## [EXERCISE]
Can you reproduce the stretch of the items from their start through the line containing "Return the outline of every instance of the white shirt", both ends included, word for word and with the pictures left out?

## [DATA SUPPLIED]
--- Start ---
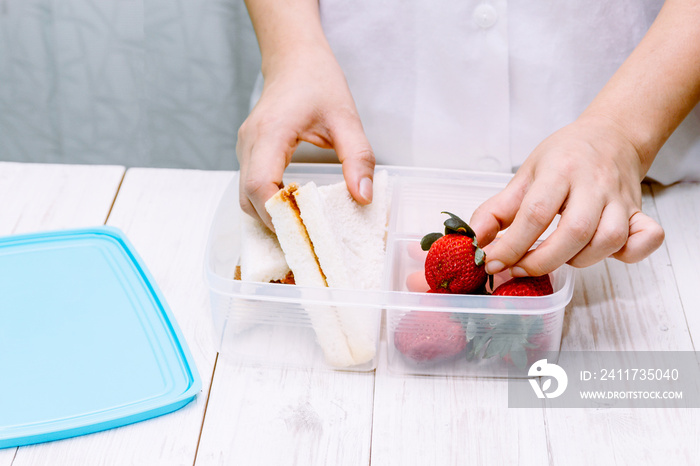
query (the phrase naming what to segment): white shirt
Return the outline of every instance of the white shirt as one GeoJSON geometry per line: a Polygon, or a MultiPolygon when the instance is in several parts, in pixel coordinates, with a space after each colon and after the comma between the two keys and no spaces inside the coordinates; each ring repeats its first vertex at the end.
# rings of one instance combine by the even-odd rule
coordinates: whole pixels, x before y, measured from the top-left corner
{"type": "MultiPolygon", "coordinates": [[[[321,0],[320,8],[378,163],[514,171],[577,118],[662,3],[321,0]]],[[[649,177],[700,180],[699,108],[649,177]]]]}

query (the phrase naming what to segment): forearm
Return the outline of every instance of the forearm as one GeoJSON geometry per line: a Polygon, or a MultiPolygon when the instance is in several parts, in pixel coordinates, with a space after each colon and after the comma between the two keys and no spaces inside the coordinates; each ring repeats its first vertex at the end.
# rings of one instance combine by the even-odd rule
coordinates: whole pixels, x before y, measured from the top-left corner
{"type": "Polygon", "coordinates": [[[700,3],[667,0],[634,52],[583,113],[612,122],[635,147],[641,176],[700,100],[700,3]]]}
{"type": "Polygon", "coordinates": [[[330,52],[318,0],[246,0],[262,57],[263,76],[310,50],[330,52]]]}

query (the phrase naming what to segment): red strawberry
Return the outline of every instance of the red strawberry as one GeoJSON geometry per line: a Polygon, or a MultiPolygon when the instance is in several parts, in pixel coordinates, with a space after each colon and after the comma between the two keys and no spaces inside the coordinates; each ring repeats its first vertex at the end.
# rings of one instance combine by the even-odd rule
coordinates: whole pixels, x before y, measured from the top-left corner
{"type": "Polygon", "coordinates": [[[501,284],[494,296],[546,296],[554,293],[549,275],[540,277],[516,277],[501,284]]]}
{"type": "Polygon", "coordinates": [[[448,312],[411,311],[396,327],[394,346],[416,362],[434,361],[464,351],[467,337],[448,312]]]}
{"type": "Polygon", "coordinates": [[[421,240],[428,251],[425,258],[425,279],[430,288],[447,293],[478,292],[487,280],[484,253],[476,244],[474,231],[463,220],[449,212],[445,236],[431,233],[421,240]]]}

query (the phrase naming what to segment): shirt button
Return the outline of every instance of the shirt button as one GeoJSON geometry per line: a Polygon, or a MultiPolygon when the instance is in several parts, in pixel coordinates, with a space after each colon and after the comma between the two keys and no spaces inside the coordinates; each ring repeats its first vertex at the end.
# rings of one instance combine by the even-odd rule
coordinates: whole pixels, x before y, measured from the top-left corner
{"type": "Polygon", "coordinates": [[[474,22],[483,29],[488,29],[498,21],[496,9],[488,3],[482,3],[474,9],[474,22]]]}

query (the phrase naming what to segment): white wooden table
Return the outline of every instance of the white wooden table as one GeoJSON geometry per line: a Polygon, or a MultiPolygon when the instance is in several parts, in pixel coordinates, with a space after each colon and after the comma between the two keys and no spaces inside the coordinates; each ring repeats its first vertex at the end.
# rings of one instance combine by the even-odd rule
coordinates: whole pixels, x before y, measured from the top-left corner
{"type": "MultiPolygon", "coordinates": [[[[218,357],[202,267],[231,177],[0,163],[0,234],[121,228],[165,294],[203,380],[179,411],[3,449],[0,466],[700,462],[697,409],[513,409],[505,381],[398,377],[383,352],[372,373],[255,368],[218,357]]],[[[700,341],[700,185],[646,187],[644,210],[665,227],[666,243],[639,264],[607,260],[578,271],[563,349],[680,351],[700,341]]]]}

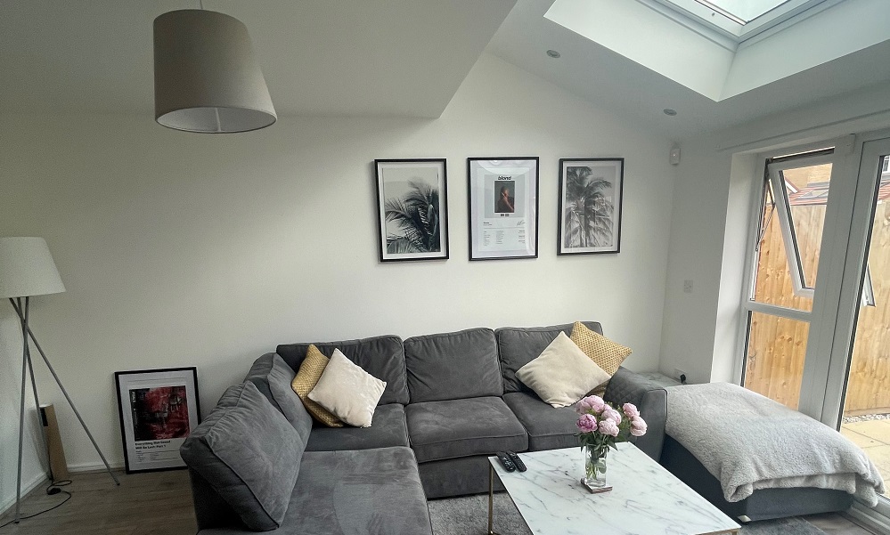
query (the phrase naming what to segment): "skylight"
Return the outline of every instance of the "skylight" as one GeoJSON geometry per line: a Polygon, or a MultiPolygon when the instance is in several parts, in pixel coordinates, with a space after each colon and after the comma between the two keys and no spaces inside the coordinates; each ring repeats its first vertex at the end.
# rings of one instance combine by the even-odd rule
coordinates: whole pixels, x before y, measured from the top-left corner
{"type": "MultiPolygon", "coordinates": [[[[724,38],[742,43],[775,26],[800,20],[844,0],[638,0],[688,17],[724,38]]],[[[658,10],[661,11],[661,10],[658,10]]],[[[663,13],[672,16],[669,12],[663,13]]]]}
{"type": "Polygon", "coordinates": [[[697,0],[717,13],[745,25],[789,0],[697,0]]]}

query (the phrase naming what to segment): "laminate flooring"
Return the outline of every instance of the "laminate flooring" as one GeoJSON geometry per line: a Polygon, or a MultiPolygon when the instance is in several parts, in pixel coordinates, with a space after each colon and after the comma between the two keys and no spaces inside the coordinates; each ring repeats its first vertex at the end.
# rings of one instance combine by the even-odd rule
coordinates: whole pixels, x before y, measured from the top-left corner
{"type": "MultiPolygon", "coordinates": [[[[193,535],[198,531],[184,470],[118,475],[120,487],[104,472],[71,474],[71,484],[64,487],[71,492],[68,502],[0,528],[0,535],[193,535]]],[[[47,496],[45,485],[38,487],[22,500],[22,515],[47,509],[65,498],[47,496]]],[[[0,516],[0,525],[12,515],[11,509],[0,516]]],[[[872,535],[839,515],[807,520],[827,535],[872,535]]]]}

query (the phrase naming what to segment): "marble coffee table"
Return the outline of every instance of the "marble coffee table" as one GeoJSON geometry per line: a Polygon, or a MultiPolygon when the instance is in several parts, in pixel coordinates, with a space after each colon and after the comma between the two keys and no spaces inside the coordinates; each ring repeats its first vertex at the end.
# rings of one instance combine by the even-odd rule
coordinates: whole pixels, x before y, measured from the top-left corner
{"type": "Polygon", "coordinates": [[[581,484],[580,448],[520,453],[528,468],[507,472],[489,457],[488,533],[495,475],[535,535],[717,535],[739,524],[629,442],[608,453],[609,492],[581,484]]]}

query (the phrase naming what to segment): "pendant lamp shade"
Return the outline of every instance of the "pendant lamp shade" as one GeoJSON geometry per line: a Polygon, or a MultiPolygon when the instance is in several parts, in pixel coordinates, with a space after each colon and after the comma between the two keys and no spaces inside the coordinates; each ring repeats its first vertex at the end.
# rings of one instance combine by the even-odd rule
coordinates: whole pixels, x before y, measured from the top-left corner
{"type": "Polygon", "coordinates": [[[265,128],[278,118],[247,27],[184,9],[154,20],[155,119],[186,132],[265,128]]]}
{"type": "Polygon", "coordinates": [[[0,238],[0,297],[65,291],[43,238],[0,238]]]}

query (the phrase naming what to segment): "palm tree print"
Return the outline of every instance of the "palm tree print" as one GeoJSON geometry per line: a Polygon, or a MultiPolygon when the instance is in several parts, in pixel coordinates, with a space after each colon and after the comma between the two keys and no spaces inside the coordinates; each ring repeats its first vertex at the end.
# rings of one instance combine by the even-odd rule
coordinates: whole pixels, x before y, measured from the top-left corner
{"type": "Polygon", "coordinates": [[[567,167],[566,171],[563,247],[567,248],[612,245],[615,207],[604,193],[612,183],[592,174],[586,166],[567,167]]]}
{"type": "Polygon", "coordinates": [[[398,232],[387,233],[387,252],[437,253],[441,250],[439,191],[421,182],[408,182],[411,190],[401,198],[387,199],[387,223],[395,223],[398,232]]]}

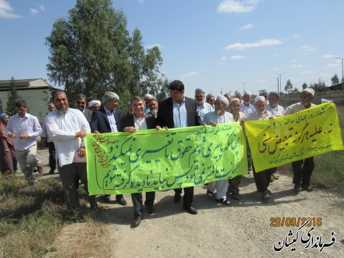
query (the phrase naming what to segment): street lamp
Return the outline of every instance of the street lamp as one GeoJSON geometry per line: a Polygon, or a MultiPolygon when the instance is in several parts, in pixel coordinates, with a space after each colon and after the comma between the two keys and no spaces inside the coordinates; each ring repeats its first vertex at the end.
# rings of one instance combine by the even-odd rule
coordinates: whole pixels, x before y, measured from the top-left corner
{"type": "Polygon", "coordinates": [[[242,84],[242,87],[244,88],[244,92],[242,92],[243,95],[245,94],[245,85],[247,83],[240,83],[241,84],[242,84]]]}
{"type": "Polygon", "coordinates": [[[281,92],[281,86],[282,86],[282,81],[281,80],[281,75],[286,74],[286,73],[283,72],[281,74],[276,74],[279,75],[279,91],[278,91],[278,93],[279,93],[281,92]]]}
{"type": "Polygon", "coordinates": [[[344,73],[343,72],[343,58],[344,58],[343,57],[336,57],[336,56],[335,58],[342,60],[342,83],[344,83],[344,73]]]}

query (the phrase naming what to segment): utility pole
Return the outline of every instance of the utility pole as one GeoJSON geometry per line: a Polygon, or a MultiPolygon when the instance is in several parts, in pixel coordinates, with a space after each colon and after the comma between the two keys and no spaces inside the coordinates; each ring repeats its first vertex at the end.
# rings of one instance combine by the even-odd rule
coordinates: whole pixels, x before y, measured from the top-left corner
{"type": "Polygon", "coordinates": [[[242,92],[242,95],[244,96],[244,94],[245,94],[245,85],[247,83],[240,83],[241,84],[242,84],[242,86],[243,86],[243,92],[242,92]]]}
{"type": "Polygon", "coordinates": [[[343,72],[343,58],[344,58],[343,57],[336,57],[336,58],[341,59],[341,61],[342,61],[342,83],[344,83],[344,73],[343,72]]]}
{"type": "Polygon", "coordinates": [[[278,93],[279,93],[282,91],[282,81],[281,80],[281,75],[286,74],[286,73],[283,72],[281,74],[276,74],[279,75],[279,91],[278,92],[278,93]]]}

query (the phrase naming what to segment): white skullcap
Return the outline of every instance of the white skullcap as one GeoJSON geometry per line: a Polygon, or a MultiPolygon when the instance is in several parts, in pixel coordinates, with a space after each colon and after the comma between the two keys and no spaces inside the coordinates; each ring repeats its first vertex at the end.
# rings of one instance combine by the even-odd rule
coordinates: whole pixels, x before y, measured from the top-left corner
--- End ---
## [EXERCISE RESULT]
query (the phrase naming what to segment): white shirt
Return the outline of every instance of the white shirt as one GeoJSON geometry per line: a Polygon, or a MultiPolygon when the instance is in several parts, in pixel coordinates, with a space after each colon and after the comma between the two keys and no spaces inside the coordinates; each ring repeats its first vertex at the end.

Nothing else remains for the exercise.